### REQUIREMENT
Identify every line in the entries below that contains the word "adult", treating case as significant, and copy each such line in full.

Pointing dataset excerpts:
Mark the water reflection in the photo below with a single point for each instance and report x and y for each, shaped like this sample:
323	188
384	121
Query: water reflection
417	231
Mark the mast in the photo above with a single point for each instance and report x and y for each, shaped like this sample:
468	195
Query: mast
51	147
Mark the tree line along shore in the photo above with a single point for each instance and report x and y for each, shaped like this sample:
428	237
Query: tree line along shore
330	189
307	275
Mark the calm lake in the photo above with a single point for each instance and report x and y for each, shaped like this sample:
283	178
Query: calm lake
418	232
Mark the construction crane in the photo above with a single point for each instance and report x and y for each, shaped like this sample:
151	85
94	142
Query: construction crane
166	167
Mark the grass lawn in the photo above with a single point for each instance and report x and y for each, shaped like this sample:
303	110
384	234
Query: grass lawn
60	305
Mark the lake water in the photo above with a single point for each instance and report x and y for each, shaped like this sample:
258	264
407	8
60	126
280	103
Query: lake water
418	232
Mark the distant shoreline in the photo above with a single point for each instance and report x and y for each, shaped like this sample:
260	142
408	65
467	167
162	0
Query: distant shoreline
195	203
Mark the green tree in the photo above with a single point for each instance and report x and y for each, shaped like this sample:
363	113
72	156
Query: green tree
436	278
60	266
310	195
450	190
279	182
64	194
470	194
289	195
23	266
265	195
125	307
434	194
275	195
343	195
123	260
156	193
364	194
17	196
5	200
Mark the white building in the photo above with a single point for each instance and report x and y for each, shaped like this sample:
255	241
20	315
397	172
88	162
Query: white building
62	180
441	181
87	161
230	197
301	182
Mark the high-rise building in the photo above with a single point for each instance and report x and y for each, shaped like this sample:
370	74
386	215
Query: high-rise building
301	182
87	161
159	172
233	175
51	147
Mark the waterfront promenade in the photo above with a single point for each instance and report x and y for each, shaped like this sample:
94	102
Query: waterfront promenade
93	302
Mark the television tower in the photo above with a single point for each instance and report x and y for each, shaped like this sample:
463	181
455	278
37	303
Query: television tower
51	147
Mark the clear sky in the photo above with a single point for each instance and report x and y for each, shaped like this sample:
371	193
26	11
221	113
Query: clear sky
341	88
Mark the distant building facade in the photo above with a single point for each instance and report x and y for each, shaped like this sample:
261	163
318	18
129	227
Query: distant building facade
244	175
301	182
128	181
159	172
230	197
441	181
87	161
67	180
---
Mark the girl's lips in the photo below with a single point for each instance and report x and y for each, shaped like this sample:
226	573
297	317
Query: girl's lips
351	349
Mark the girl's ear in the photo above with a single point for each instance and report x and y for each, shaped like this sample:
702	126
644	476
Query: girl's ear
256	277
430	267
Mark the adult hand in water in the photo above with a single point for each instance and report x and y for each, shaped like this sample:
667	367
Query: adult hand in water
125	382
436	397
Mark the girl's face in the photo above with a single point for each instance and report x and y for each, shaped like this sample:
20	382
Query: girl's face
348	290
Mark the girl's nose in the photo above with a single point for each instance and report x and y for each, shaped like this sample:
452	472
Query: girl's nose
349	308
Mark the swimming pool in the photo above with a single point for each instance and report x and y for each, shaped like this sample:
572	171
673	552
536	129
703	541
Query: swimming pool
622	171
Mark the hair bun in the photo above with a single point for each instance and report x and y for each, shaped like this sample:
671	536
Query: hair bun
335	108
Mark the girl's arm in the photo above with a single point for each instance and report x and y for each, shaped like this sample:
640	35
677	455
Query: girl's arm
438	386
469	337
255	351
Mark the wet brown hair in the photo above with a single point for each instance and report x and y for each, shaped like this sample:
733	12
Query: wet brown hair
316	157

### WORKED ANSWER
Mark the adult hand in water in the photo above with a single point for each instance and report x and y for each, shaped like this sample:
Query: adult hand in water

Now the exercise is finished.